:: Goal ::
Swap "stag sculpture" for "deer sculpture" in the material from its start through the line containing "[184,207,212,234]", leaving everything else unchanged and omitting the pictures.

====== Provided entries ======

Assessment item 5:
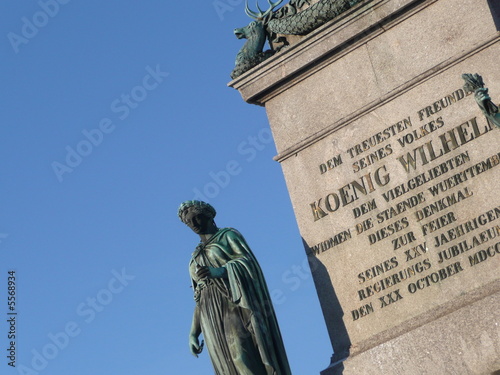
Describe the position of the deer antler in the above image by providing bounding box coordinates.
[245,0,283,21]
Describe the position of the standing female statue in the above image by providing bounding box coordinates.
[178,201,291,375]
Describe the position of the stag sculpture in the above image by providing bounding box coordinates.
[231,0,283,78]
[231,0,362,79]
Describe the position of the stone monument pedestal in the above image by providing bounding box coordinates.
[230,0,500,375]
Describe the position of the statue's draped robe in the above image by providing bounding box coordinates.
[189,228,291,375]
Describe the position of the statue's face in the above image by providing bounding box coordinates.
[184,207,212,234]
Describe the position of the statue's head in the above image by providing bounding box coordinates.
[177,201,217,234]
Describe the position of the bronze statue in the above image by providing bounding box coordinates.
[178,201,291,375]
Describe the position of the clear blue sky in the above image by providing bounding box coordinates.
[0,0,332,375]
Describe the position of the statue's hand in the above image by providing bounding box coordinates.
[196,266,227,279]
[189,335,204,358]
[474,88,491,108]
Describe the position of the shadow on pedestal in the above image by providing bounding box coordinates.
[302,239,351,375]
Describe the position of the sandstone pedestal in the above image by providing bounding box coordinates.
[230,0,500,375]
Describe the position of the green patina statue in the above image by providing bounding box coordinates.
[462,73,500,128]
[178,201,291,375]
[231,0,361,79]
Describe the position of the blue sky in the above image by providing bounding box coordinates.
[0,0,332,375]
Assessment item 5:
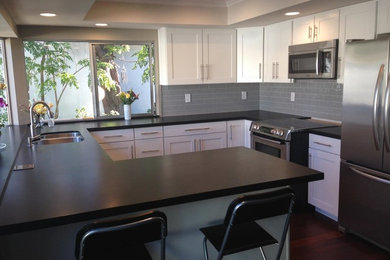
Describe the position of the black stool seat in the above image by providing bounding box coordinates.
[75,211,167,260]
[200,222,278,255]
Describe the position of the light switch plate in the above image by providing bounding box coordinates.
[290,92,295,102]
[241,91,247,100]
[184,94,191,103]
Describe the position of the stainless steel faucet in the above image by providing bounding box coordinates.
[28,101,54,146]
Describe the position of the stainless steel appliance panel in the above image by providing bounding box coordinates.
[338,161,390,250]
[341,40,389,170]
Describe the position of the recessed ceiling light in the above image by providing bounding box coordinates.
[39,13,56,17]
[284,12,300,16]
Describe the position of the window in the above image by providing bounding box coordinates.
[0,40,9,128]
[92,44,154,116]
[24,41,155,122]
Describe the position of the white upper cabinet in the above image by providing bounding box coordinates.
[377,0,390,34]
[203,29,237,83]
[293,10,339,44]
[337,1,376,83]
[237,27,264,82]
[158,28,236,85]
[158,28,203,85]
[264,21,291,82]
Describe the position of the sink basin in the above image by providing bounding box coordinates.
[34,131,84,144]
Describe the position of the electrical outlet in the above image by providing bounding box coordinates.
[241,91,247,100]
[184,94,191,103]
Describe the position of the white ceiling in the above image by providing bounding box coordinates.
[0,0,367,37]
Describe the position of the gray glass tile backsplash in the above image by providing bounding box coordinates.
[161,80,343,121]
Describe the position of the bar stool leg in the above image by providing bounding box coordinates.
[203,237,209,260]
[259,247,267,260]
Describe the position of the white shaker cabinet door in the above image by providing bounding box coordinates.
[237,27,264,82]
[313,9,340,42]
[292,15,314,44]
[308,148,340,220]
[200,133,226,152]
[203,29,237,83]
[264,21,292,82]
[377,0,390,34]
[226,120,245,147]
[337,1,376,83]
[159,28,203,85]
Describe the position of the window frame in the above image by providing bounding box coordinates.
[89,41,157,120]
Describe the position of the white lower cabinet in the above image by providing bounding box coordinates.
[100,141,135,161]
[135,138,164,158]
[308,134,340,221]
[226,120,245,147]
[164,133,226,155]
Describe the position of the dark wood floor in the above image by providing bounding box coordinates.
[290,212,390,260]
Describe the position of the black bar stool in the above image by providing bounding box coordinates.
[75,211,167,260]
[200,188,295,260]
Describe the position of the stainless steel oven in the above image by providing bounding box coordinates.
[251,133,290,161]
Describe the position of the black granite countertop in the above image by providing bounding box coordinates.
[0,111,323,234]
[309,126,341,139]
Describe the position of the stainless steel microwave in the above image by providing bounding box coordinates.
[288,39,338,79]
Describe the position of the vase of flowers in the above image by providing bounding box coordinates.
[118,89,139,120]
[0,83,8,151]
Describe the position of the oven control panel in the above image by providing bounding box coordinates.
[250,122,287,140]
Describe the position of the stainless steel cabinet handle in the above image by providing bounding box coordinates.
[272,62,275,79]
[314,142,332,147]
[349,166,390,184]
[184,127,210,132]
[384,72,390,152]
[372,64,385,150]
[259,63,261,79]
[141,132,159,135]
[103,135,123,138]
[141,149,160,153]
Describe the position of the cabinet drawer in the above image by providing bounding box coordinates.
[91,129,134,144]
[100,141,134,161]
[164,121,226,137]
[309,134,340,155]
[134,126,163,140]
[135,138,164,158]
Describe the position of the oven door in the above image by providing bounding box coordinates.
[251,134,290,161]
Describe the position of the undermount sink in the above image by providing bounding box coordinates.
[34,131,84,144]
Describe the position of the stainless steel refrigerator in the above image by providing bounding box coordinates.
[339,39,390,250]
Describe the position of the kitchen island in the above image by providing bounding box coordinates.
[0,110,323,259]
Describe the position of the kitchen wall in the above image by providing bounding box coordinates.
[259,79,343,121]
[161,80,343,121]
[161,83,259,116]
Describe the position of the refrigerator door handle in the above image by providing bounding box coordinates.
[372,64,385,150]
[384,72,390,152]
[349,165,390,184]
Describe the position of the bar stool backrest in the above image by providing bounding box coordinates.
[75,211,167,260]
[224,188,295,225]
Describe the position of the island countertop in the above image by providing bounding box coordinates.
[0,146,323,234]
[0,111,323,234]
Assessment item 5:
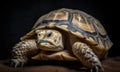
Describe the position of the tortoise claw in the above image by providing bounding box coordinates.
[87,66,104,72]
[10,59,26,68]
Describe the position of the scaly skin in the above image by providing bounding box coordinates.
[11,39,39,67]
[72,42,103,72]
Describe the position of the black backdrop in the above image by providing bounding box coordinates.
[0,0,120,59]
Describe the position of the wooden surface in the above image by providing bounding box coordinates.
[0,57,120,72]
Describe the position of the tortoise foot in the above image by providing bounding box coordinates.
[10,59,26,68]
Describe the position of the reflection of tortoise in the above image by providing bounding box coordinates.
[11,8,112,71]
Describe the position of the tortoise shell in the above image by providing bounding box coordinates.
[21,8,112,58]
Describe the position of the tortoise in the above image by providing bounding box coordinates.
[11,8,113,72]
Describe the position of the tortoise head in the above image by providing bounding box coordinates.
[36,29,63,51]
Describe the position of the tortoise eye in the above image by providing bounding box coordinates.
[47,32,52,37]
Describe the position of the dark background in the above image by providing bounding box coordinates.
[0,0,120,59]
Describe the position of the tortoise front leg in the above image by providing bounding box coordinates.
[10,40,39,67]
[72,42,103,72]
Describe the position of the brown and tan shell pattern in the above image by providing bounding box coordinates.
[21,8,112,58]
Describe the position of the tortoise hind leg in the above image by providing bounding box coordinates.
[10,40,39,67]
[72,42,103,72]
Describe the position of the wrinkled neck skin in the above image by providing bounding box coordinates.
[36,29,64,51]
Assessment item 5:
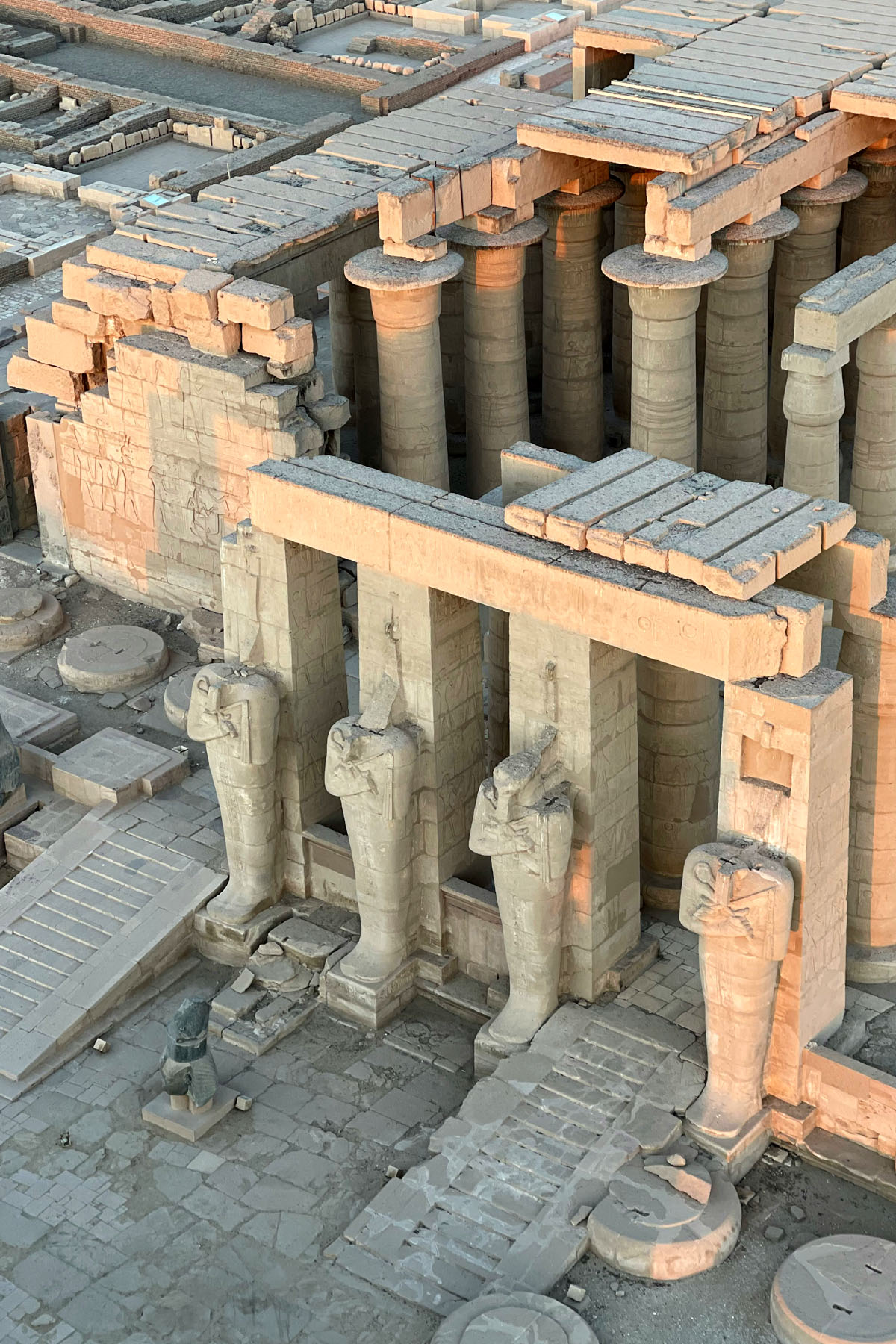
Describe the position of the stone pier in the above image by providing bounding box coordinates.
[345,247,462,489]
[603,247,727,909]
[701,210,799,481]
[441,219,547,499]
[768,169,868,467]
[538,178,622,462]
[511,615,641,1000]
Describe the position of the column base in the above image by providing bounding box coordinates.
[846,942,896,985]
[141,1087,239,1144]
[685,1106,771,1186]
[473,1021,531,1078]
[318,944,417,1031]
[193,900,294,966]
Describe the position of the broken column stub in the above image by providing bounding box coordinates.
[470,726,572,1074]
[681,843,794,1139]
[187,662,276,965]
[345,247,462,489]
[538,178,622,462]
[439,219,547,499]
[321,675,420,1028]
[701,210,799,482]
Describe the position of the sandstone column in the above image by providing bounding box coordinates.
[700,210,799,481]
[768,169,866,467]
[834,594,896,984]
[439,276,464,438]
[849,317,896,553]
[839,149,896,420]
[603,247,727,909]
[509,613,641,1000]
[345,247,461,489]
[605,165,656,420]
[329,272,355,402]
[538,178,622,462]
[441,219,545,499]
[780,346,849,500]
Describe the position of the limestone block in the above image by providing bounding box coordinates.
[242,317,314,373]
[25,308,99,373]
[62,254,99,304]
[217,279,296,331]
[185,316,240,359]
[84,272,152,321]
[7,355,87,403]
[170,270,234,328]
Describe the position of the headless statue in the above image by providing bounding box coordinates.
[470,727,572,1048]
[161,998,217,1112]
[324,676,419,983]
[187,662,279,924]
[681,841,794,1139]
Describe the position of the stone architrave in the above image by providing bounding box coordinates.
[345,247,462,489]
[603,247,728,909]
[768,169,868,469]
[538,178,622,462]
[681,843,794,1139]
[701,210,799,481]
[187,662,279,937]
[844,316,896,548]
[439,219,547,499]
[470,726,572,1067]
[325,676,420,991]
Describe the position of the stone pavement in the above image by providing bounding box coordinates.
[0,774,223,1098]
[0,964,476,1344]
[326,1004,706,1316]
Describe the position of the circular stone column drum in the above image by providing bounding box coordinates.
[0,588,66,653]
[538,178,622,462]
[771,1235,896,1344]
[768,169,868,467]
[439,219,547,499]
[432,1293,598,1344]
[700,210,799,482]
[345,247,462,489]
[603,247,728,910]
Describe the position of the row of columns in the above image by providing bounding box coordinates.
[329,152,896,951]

======

:: Final answer ::
Assessment item 5:
Describe the position of the deer antler in the above image by providing bounding box coordinates.
[245,0,283,21]
Describe the position of the standing female statue in the above image by providing bounding box coordinates.
[178,201,291,375]
Describe the position of the deer sculpture in the above image by providing bounding box coordinates.
[231,0,283,78]
[231,0,362,79]
Describe the position of the stone monument pedestal in the above image by providing bounding box coordinates.
[230,0,500,375]
Describe the position of the statue's draped robe in the above image by providing bounding box coordinates.
[189,228,291,375]
Describe the position of the statue's face in the above image by providing bounding box coordinates.
[184,207,212,234]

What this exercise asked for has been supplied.